Referring expression grounding data:
▼
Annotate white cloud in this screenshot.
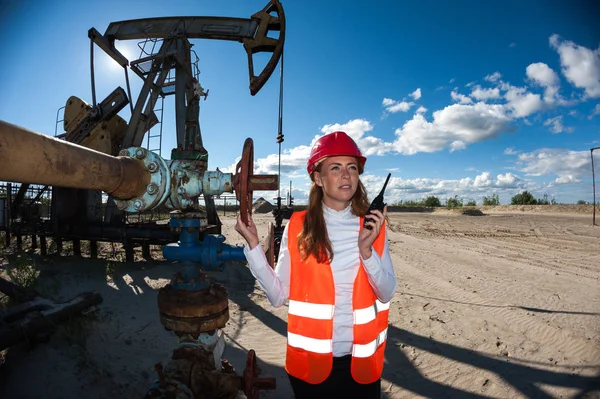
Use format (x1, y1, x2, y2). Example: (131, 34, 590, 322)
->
(496, 173, 520, 187)
(388, 101, 414, 113)
(589, 104, 600, 119)
(450, 140, 466, 152)
(253, 119, 375, 175)
(555, 175, 578, 184)
(382, 98, 414, 113)
(393, 102, 515, 155)
(526, 62, 565, 104)
(254, 144, 313, 175)
(470, 85, 501, 101)
(543, 115, 573, 134)
(504, 147, 519, 155)
(321, 119, 373, 141)
(526, 62, 560, 87)
(474, 172, 492, 187)
(517, 148, 590, 182)
(415, 106, 427, 114)
(320, 119, 393, 157)
(503, 84, 544, 117)
(449, 78, 456, 83)
(451, 90, 473, 104)
(485, 72, 502, 82)
(550, 34, 600, 98)
(410, 88, 422, 100)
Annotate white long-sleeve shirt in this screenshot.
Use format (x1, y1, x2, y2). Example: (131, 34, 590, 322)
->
(243, 203, 397, 357)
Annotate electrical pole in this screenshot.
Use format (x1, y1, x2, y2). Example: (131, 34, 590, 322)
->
(592, 147, 600, 226)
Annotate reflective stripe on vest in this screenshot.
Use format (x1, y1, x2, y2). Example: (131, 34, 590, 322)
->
(284, 210, 389, 384)
(287, 332, 332, 354)
(352, 328, 388, 358)
(354, 300, 391, 325)
(289, 300, 335, 320)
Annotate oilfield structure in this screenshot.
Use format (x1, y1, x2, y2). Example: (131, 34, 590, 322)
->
(0, 1, 292, 397)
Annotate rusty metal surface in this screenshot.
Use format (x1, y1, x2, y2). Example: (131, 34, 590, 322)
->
(0, 120, 150, 200)
(149, 354, 241, 399)
(232, 138, 278, 226)
(242, 349, 277, 399)
(157, 283, 229, 335)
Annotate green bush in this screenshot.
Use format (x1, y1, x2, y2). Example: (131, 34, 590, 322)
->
(577, 200, 589, 205)
(446, 195, 463, 209)
(483, 194, 500, 206)
(511, 191, 537, 205)
(423, 196, 441, 207)
(465, 200, 477, 206)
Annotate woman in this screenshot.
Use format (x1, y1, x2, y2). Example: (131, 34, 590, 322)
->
(235, 131, 397, 398)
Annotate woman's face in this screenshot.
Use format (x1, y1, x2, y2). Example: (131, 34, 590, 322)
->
(313, 156, 360, 211)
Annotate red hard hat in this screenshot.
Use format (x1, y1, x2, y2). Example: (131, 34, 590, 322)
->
(306, 131, 366, 175)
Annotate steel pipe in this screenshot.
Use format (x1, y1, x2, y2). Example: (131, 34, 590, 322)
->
(0, 120, 150, 200)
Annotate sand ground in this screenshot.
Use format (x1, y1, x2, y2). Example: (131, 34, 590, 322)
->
(1, 209, 599, 398)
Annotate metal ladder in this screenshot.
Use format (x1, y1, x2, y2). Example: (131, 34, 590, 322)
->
(146, 96, 165, 157)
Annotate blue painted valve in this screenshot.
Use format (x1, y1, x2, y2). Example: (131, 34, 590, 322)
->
(163, 215, 246, 272)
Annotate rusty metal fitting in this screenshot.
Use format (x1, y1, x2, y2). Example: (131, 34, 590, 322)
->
(135, 148, 147, 159)
(242, 349, 277, 399)
(157, 283, 229, 335)
(147, 161, 159, 173)
(147, 183, 159, 195)
(115, 147, 170, 212)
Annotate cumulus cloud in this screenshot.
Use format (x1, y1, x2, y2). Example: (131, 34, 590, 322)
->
(550, 34, 600, 98)
(415, 106, 428, 114)
(451, 90, 473, 104)
(543, 115, 573, 134)
(517, 148, 590, 183)
(367, 171, 530, 205)
(470, 85, 501, 101)
(393, 102, 515, 155)
(526, 62, 564, 104)
(526, 62, 560, 87)
(321, 119, 373, 141)
(474, 172, 492, 187)
(485, 72, 502, 82)
(409, 88, 422, 100)
(252, 119, 375, 175)
(589, 104, 600, 119)
(496, 173, 520, 188)
(503, 84, 544, 117)
(382, 98, 414, 113)
(504, 147, 519, 155)
(472, 172, 520, 188)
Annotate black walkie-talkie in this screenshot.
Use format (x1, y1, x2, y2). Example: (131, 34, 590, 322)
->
(364, 173, 391, 230)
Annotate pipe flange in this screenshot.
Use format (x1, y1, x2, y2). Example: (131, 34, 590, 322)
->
(116, 147, 170, 212)
(166, 159, 203, 210)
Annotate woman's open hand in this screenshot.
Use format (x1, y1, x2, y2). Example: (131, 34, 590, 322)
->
(358, 206, 387, 259)
(235, 213, 260, 249)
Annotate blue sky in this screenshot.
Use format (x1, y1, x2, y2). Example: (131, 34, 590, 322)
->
(1, 0, 599, 205)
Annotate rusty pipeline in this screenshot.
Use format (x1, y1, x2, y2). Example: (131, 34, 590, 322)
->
(0, 120, 150, 200)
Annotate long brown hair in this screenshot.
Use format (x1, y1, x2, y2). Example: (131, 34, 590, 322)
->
(297, 162, 370, 263)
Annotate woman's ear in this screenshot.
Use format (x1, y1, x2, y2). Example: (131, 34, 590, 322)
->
(314, 172, 323, 187)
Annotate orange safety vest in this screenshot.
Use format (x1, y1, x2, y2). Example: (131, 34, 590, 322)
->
(284, 210, 389, 384)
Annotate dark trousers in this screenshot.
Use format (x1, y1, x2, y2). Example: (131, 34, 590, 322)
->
(288, 355, 381, 398)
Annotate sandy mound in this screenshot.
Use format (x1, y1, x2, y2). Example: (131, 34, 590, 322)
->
(252, 197, 274, 214)
(462, 208, 485, 216)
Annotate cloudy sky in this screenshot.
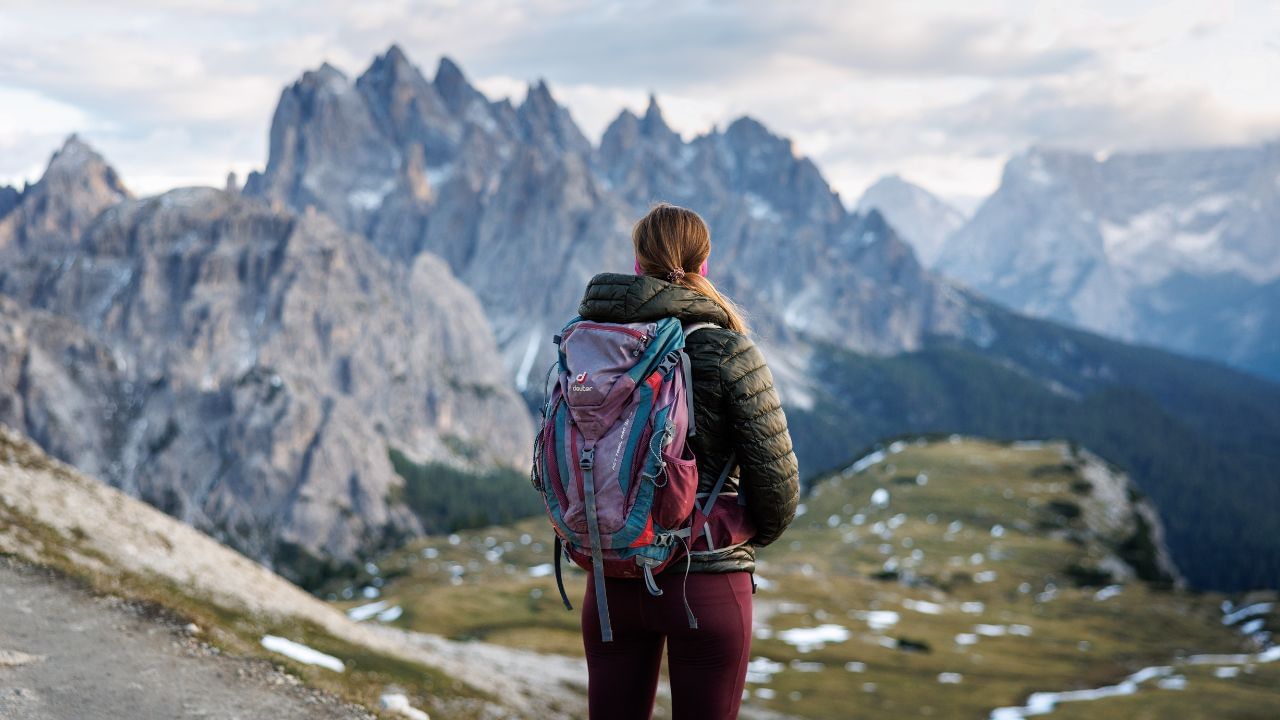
▲
→ **Prompt**:
How many lines in the data above hold the word "vest"? Answer with the number alone.

→ **Result of this exercise**:
2